Collected data:

[Start of Attachment]

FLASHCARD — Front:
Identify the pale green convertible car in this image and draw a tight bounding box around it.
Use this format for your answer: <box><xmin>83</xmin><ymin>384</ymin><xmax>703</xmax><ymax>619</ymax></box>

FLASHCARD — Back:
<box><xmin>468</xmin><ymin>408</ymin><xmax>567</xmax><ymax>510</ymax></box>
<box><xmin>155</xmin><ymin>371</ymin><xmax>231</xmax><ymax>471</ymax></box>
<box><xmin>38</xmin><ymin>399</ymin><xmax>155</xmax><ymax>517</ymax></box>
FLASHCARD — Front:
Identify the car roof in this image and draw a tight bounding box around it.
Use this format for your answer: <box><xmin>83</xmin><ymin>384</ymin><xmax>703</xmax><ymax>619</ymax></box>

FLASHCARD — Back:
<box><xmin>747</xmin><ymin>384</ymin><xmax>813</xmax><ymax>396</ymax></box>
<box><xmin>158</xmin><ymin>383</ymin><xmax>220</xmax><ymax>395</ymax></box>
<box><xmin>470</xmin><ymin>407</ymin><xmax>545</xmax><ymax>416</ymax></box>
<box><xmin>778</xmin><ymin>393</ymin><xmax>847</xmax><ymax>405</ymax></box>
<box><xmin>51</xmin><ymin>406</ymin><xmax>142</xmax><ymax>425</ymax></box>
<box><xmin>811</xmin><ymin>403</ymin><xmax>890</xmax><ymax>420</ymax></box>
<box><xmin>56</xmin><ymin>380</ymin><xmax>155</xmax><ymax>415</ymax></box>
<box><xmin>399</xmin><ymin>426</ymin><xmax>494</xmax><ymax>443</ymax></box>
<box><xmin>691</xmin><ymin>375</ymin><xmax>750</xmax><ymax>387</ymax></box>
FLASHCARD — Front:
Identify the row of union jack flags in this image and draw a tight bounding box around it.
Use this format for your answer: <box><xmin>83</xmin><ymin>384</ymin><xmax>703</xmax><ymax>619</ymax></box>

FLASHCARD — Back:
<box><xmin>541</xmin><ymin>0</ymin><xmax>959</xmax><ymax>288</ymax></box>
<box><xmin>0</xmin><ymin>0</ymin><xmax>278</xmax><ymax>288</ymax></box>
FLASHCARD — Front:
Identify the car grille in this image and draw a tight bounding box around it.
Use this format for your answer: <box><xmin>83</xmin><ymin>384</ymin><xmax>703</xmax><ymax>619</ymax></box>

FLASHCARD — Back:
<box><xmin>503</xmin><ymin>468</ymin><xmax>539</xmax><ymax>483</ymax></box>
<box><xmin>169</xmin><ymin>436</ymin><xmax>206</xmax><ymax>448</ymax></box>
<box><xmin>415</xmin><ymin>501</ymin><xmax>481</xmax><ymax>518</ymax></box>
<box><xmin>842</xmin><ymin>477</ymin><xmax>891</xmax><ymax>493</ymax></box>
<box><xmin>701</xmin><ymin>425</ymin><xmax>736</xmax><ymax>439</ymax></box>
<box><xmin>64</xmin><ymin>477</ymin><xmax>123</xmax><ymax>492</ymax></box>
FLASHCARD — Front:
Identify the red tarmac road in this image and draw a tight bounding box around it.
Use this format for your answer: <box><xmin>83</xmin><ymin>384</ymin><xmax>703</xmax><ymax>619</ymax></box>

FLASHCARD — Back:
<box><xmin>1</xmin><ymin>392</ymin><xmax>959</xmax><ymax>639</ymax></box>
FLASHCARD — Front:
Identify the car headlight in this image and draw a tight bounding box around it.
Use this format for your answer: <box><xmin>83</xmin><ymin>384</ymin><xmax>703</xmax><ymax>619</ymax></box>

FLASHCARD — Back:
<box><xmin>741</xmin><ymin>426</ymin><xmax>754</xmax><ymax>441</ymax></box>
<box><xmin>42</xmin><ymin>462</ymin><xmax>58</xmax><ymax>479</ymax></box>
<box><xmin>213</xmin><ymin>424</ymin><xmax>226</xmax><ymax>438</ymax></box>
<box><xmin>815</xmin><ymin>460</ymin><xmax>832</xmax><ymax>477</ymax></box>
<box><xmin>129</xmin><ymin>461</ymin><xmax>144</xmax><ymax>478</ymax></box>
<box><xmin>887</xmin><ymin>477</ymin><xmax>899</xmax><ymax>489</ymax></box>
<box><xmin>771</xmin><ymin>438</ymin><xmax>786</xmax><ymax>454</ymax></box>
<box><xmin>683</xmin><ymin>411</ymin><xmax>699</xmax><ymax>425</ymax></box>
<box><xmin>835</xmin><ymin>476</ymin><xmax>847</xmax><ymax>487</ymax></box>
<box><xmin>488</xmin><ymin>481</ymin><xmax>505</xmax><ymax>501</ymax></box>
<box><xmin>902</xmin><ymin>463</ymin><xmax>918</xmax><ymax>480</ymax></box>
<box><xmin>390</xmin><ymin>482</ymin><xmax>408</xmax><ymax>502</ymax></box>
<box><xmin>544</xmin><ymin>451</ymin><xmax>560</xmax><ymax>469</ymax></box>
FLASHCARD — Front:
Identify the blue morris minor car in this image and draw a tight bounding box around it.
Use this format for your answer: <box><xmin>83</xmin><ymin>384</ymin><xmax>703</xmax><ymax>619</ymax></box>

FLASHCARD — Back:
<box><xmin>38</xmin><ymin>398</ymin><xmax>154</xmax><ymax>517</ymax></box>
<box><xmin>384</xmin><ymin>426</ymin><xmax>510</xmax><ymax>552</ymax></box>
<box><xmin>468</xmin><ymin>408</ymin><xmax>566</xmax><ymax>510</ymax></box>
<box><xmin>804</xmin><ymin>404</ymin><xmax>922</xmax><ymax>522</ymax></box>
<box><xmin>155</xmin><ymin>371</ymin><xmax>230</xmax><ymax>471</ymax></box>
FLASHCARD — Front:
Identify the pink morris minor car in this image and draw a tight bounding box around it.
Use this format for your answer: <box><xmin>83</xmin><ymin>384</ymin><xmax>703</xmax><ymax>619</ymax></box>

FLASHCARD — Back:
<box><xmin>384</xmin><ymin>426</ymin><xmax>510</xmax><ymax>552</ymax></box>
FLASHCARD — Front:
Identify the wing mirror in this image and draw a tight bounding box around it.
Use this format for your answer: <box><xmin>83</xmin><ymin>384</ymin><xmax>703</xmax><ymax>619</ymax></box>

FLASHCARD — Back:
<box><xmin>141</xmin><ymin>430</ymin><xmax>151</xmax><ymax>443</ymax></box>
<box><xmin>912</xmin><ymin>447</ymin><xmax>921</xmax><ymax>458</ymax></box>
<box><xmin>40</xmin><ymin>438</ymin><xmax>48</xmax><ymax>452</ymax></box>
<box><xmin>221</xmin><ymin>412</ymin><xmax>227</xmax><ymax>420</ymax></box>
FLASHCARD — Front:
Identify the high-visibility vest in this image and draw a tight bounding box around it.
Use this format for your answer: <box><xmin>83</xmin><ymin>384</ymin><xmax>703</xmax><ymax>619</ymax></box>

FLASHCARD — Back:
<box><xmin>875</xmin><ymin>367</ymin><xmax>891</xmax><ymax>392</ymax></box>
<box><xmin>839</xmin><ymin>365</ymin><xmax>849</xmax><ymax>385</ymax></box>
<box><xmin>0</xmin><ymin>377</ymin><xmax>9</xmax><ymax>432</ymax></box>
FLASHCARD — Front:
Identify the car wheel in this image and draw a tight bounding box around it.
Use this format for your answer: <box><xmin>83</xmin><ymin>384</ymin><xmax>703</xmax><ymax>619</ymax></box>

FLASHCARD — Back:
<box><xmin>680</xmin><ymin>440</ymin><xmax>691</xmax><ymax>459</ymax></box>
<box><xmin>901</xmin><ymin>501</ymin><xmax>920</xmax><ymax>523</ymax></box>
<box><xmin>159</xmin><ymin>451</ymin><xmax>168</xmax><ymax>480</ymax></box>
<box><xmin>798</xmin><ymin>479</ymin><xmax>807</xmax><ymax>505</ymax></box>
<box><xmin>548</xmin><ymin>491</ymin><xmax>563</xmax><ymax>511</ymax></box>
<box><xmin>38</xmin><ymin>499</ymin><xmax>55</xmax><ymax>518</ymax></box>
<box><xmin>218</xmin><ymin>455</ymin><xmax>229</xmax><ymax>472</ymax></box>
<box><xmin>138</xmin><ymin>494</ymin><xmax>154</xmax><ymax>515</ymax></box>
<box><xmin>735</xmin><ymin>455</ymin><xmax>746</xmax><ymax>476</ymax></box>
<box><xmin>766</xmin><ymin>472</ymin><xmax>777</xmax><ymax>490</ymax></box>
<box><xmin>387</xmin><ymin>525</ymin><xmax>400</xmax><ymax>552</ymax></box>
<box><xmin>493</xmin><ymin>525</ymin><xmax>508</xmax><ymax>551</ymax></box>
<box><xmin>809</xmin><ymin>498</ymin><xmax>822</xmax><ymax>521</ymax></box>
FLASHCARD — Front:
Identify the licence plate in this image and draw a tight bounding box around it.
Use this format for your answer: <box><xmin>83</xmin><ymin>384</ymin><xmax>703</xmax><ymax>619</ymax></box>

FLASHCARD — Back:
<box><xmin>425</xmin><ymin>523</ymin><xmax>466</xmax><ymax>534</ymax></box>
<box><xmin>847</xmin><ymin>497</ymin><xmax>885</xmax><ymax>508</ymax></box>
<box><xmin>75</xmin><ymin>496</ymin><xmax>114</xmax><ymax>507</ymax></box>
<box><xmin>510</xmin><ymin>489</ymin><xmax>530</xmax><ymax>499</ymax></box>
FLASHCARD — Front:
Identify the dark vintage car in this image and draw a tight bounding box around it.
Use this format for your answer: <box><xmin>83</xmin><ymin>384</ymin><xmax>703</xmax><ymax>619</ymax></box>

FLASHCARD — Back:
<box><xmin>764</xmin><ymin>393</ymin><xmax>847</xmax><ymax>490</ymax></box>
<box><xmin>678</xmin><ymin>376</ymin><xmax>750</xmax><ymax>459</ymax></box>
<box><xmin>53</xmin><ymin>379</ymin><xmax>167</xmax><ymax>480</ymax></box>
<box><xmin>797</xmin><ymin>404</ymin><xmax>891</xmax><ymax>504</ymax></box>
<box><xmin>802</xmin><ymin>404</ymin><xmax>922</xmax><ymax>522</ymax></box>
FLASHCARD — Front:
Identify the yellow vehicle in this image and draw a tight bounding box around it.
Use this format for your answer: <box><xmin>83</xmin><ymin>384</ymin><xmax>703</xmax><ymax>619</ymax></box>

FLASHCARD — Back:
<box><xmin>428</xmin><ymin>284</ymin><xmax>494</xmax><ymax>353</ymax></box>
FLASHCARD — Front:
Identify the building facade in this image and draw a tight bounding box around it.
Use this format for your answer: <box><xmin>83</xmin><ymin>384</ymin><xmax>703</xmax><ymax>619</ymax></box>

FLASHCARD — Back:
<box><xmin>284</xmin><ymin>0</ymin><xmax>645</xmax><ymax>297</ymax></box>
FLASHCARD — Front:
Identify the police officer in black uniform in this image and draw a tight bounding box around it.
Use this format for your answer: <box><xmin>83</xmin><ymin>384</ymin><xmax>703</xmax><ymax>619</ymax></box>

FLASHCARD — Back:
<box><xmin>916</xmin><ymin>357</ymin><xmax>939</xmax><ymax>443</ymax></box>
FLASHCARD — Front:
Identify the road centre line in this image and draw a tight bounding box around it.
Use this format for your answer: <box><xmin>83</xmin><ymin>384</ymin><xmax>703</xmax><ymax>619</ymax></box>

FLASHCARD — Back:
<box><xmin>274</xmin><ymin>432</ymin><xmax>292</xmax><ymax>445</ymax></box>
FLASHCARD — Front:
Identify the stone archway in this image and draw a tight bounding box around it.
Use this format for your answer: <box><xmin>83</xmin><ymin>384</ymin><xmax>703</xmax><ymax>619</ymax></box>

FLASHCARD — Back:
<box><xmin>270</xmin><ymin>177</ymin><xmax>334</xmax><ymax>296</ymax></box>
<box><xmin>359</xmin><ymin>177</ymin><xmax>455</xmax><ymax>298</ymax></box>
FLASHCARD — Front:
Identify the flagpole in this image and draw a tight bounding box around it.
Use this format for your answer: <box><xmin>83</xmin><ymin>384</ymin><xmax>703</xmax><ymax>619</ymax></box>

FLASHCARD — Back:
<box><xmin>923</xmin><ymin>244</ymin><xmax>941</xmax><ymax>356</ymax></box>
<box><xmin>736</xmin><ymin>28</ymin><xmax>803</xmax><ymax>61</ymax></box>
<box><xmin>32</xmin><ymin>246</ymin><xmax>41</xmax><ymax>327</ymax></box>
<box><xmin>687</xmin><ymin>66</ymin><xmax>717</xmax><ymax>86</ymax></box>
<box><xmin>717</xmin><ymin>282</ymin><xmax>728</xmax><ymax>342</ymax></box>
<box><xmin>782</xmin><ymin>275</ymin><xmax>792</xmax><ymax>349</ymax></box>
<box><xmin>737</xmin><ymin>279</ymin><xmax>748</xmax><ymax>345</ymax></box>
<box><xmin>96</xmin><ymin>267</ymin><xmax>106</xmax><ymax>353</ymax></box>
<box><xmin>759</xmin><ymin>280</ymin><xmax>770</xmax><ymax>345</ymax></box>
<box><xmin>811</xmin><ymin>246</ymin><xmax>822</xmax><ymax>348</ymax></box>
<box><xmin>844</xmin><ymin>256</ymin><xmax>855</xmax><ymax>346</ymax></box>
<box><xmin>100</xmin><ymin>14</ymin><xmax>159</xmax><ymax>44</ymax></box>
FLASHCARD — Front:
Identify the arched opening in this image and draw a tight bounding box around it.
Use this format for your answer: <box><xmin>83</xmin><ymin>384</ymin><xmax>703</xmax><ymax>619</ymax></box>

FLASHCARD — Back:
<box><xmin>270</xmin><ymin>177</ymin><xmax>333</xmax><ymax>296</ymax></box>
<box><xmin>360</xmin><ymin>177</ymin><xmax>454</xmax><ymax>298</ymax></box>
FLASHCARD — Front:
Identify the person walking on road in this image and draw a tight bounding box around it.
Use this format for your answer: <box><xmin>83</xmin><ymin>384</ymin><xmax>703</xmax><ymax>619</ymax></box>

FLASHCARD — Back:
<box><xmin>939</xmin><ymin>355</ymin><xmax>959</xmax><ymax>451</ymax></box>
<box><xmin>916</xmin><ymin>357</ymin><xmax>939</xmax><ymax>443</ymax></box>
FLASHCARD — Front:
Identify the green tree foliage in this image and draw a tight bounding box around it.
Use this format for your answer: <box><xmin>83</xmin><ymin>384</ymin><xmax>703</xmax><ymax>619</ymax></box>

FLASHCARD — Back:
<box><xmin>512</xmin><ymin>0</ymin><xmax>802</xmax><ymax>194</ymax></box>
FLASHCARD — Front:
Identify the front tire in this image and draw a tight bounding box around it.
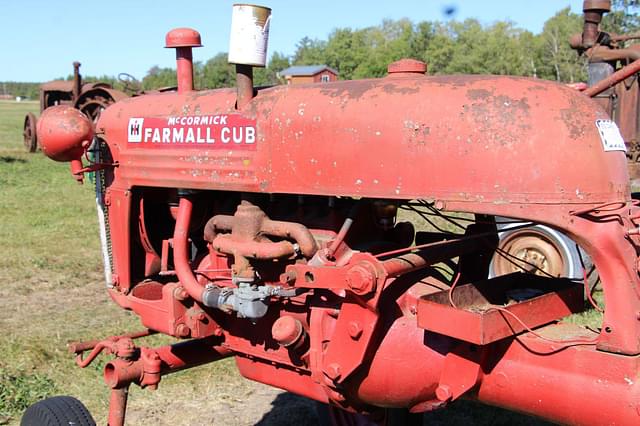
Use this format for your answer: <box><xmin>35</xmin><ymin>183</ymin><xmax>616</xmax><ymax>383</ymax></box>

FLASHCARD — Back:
<box><xmin>21</xmin><ymin>396</ymin><xmax>95</xmax><ymax>426</ymax></box>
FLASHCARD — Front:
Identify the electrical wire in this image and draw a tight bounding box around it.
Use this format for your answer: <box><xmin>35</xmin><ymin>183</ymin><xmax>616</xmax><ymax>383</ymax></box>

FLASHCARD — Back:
<box><xmin>447</xmin><ymin>271</ymin><xmax>598</xmax><ymax>346</ymax></box>
<box><xmin>407</xmin><ymin>201</ymin><xmax>605</xmax><ymax>315</ymax></box>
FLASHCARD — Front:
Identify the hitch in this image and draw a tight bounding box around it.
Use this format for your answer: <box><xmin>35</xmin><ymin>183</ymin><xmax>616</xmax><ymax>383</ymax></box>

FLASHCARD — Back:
<box><xmin>69</xmin><ymin>330</ymin><xmax>232</xmax><ymax>426</ymax></box>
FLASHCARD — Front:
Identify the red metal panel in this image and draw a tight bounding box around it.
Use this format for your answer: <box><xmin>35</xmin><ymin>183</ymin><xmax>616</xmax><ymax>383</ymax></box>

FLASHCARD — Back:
<box><xmin>416</xmin><ymin>274</ymin><xmax>584</xmax><ymax>345</ymax></box>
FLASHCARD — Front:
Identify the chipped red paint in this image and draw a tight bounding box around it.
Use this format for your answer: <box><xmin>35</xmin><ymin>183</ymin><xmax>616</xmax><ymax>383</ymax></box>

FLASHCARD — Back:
<box><xmin>35</xmin><ymin>17</ymin><xmax>640</xmax><ymax>426</ymax></box>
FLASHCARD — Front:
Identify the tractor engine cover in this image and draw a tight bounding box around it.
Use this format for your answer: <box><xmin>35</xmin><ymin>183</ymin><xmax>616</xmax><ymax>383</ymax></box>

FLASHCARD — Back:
<box><xmin>99</xmin><ymin>74</ymin><xmax>627</xmax><ymax>209</ymax></box>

[End of Attachment]

#### INSTRUCTIONS FOR THE TASK
Begin at the line above that has "Identify the yellow" and stop after the line that has "Identify the stone", copying each line exactly and adding nothing else.

#### RESPONSE BELOW
Identify the yellow vehicle in this image and draw a tight bounding box around it.
Use this format for your answer: <box><xmin>83</xmin><ymin>384</ymin><xmax>703</xmax><ymax>619</ymax></box>

FLASHCARD — Back:
<box><xmin>428</xmin><ymin>284</ymin><xmax>494</xmax><ymax>353</ymax></box>
FLASHCARD — Front:
Identify the building facade in this image and draw a tight bounding box around it.
Use this format for your answer: <box><xmin>83</xmin><ymin>384</ymin><xmax>703</xmax><ymax>619</ymax></box>

FLASHCARD — Back:
<box><xmin>284</xmin><ymin>0</ymin><xmax>645</xmax><ymax>297</ymax></box>
FLASHCARD — Front:
Identify the police officer in black uniform in this image and draw a tight bounding box around it.
Use this format for your answer: <box><xmin>83</xmin><ymin>384</ymin><xmax>703</xmax><ymax>619</ymax></box>

FLASHCARD — Back:
<box><xmin>916</xmin><ymin>357</ymin><xmax>939</xmax><ymax>443</ymax></box>
FLASHCARD — Front:
Identify the road centre line in this image and draw a tight bounding box around it.
Use this format for your answer: <box><xmin>83</xmin><ymin>384</ymin><xmax>703</xmax><ymax>619</ymax></box>

FLASHCARD — Back:
<box><xmin>274</xmin><ymin>432</ymin><xmax>292</xmax><ymax>445</ymax></box>
FLASHCARD — Front:
Identify the stone archway in this image and draw a tight bounding box around it.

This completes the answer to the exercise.